■ **Excerpt to read**:
########
YT: Where do you get your inspiration from? 

cat kabira yoga teacher Ubud Bali

Cat Kabira: Most of it comes from inside of me when I’m just messing around. I used to be a musician back in the day and the most important advice I got was from a professor at a music school. He said if you want to be a good musician make sure you have a life outside music. I tell my students the same thing.

I do go to classes sometimes. There are some teachers I go to and they give me something that I go home and mess around with it. I’m not a very good student– if you want me to do exactly what you’re telling me, I can’t help but be intrigued while doing something and discover new things.

Out of respect, I know now that I wouldn’t study under someone that tells me that if I share it, it has to be in a certain way. I have to work with people that tell me I can mess around with things in any way I want to. That’s just me, I’m always curious. 

Students inspire me! That’s how I learned to work with injuries and how I really understood anatomy. I also had to find a way with my eating disorder. I didn’t want to be that person that walked around telling people I was healed because I wasn’t. I found a person who was working with energy healing and who was a psychotherapist who helped and inspired me. 

YT: What makes you a great teacher?

Cat Kabira: ’m very particular… (laughs) I think there’s an important part in the transmission and that is humility. I don’t think I’m almighty or that I know everything. I actually care about people, which has also been a problem. I built my entire student base and it’s my whole heart. It is about connections and I keep my trainings small so I actually get to know people. I still keep in touch with students from my first training! 

I have a different sort of intelligence and that’s something I used to judge myself for. It’s very multidimensional but in that way, I have access to a lot of different things. What I love about myself, even though sometimes it freaks me out, is that I am a little bit of a pioneer in what I bring and how I play.

My joy and fun of being a teacher. I love to do deep work with people. I never have an easy student, people that come to me have been highly traumatized, not wanting to live. That’s my kind of people and for some reason, I’m very good at that. 

I can see someone for who they really are and their potential. I have a real knack for bringing someone in and I have learned to be really fierce which I’m very good at now. When I know there’s a student that won’t make it work with me, I’m good at having them step out. It took me a while to realize I’m not for everyone and I can hold that space. I’m not going to convince someone to work with me. 

I think support is important in trainings, mainly because I went through training where I haven’t supported myself. There are times where the deeper work happens, old stuff comes up and no one is getting a language or a context to it. It’s helpful if someone is naming it.
########
Entries excerpted from a collection:

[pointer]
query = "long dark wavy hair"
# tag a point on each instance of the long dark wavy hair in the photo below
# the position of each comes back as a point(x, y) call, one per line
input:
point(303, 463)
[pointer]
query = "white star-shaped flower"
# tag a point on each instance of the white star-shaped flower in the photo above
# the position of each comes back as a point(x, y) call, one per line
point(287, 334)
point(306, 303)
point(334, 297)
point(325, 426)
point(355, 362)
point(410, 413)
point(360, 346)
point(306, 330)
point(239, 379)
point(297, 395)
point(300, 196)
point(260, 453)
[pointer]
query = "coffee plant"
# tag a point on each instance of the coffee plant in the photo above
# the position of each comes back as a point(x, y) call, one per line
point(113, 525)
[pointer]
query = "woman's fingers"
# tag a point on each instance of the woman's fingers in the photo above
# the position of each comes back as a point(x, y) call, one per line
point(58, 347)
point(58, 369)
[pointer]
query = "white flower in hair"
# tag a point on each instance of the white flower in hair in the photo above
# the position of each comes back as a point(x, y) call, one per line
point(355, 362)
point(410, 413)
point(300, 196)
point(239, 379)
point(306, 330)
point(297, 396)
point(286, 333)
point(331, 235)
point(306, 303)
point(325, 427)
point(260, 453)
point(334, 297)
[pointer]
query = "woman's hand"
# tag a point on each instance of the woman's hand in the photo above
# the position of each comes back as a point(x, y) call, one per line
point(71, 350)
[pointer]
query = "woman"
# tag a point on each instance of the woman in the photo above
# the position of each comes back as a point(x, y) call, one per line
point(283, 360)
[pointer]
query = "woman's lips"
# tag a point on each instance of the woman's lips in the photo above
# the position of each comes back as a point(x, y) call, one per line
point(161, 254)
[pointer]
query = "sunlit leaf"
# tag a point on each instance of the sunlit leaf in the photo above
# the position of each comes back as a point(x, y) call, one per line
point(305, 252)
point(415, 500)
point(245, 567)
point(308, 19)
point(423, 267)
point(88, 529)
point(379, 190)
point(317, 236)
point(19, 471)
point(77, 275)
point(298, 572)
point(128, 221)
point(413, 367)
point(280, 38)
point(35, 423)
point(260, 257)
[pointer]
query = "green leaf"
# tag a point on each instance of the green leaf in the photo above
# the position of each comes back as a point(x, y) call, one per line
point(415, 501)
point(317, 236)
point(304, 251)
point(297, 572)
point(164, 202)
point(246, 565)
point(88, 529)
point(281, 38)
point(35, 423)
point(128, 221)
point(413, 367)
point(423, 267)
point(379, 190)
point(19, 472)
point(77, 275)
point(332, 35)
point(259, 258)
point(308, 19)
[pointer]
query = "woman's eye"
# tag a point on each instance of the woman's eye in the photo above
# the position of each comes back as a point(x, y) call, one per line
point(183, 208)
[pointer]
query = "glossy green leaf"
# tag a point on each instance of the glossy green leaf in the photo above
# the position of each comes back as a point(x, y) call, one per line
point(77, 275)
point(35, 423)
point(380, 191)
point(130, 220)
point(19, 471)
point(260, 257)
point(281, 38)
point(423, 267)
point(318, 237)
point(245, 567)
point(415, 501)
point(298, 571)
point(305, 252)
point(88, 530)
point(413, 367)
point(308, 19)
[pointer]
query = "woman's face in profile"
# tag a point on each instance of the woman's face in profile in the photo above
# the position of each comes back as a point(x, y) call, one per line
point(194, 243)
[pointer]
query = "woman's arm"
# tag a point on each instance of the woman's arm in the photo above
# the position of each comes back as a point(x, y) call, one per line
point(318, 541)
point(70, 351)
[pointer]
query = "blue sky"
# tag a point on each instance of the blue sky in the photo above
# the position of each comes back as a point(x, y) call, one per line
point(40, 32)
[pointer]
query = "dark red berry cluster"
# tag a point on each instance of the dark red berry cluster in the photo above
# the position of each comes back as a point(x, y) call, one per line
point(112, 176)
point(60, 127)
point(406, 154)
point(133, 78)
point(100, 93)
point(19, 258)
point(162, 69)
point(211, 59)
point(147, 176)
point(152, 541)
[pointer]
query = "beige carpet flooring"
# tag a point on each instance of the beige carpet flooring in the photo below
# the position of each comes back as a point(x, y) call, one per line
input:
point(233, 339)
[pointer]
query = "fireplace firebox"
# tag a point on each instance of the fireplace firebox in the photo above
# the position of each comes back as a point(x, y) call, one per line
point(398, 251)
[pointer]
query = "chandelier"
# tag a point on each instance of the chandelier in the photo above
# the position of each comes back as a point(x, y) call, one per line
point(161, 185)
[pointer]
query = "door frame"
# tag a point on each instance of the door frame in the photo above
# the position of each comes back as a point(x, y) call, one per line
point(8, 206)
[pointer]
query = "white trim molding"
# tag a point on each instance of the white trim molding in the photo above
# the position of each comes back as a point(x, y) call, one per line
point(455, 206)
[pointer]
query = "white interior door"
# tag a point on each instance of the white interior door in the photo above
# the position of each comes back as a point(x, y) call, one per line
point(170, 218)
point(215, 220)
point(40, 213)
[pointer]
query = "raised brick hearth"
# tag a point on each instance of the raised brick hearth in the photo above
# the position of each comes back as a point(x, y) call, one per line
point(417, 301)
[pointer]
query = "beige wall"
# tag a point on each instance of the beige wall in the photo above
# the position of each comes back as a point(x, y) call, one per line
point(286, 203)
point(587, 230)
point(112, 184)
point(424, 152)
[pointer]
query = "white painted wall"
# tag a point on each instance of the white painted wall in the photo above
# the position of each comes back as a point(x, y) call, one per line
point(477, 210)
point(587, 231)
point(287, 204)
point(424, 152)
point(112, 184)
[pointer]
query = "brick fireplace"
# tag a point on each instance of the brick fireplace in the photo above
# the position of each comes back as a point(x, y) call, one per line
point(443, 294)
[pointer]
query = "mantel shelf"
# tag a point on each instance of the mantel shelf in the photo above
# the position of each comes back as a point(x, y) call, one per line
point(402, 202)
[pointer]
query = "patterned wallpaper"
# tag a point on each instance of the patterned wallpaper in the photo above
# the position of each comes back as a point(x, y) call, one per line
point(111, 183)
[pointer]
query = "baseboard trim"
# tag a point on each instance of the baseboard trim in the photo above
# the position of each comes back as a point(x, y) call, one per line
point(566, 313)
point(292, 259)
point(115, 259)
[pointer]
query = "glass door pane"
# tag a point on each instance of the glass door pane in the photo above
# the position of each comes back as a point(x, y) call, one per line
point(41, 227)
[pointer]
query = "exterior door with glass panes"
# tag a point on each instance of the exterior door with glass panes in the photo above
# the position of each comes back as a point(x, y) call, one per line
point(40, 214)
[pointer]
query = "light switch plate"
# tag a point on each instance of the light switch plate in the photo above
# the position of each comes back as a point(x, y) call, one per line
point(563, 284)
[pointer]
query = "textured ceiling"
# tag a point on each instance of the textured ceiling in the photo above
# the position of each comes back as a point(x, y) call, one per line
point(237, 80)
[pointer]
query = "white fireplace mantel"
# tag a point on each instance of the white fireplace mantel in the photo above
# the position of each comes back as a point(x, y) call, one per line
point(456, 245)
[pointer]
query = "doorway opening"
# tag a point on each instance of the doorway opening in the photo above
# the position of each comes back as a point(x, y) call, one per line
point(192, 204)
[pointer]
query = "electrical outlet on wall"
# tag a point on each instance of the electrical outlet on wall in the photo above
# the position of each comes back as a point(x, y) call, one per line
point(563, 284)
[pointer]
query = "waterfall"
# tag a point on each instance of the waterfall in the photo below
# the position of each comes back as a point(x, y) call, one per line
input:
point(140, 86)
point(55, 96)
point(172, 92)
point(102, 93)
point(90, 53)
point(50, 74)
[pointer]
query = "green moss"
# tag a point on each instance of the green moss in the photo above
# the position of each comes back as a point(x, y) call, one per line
########
■ **What you will do**:
In the interview at the top of the page, what advice did the professor at a music school give?

■ **Exercise answer**:
If you want to be a good musician, make sure you have a life outside music.